(Rows from a pointing dataset)
○ ○ ○ ○ ○ ○ ○

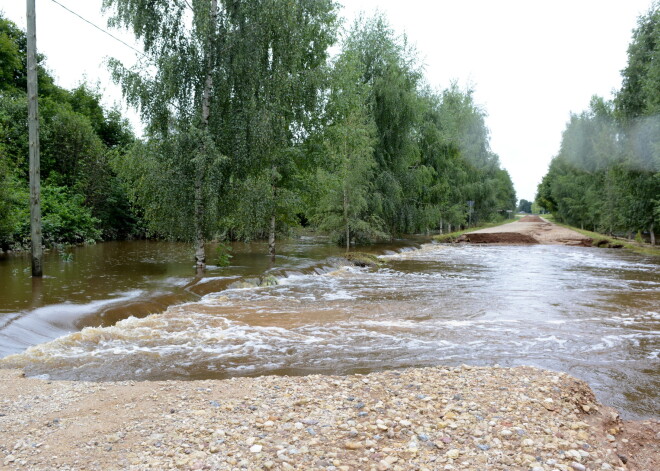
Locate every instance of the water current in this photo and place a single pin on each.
(133, 310)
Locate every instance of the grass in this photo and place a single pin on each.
(605, 241)
(362, 259)
(452, 236)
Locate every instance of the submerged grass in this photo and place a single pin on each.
(606, 241)
(362, 259)
(452, 236)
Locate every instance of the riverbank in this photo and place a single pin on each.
(439, 418)
(527, 230)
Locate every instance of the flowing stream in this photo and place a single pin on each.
(132, 310)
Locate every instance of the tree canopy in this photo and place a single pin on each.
(606, 175)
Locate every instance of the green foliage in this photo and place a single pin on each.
(77, 138)
(607, 173)
(525, 206)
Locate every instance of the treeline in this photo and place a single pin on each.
(606, 176)
(252, 128)
(82, 198)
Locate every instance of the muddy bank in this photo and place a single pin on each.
(417, 419)
(527, 230)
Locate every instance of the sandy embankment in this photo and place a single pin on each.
(527, 230)
(463, 418)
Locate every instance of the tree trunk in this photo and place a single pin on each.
(346, 225)
(652, 233)
(271, 232)
(200, 256)
(271, 237)
(33, 133)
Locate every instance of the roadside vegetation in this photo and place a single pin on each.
(452, 236)
(606, 176)
(250, 132)
(608, 241)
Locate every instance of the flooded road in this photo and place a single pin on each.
(593, 313)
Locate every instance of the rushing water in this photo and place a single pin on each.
(593, 313)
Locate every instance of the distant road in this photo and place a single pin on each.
(527, 230)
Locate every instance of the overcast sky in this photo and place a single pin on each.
(531, 63)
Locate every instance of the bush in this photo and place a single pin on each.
(64, 219)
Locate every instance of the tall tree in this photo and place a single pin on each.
(182, 44)
(348, 174)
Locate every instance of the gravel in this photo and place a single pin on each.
(465, 418)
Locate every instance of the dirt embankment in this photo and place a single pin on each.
(464, 418)
(527, 230)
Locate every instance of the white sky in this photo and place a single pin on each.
(531, 62)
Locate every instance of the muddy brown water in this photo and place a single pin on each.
(133, 310)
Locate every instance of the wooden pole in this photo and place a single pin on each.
(33, 129)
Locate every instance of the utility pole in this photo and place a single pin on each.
(33, 129)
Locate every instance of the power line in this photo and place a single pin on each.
(101, 29)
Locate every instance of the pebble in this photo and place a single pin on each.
(422, 419)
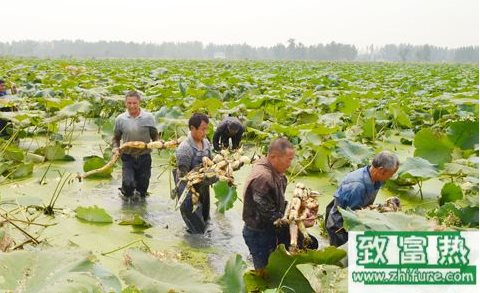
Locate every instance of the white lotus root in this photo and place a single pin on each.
(392, 204)
(221, 167)
(133, 145)
(300, 213)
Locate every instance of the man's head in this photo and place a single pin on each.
(233, 128)
(3, 87)
(132, 103)
(198, 125)
(384, 165)
(280, 154)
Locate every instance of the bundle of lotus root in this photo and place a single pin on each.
(392, 204)
(136, 145)
(221, 167)
(300, 213)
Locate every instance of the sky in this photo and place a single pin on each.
(445, 23)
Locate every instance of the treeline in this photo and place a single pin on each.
(425, 53)
(196, 50)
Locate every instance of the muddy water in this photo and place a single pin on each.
(222, 239)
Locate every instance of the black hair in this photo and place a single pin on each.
(197, 119)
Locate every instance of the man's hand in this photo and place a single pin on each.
(281, 222)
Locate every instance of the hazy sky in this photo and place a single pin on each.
(451, 23)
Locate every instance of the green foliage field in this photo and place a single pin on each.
(336, 114)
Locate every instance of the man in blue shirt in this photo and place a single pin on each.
(358, 190)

○ ○ ○ ○ ○ ○ ○

## WORK INSTRUCTIONS:
Can you quote the data word for word, from the line containing "Locate every instance of the dirt" through the end, with the pictures left out?

## WRITTEN RESPONSE:
Locate every instance of the dirt embankment in this photo and place a single pin on each.
(464, 418)
(527, 230)
Locate every instance of the white sky in this photo and place a single pin on each.
(531, 62)
Locate every instance of the muddy brown water in this photo and place a single pin on each.
(133, 310)
Locate every instance of the wooden pole in this photo and place a single pin on each.
(33, 129)
Locate every instance of the utility pole in this photo and place a single pin on each.
(33, 129)
Locate every instance of the power line in this photo and place a single pin on each.
(101, 29)
Locate every instance of the pebble in this photo and place a single pin on each.
(422, 419)
Locate every instance of the white lotus root in this photo and place a single pin on each.
(392, 204)
(221, 167)
(133, 145)
(300, 213)
Locate every instance of the man's head in this photo and place a single pin on each.
(233, 128)
(3, 87)
(132, 103)
(198, 125)
(384, 165)
(280, 154)
Locate every instance of the bundle of lotus root in this photo and place a single pin on each.
(392, 204)
(136, 145)
(221, 167)
(300, 213)
Locate every instance of the sky in this photo and place a single pin on each.
(445, 23)
Locate every instance of the treeline in this photo and place a single pin on each.
(425, 53)
(196, 50)
Locate every instance of the muddy water in this photo and place a single pin on each.
(222, 239)
Locate every instance of the black hair in this photo and place a single pin on each.
(197, 119)
Locate every instance of the man's hand in this photo and place a single pin on each.
(281, 222)
Locate every instance of the hazy sky in this photo and place a single pin on each.
(451, 23)
Locate every instance of the green foliage field in this photo and place a single pin on each.
(336, 114)
Locate every instance of the man in blue shirt in this photo and place a single pin on each.
(358, 190)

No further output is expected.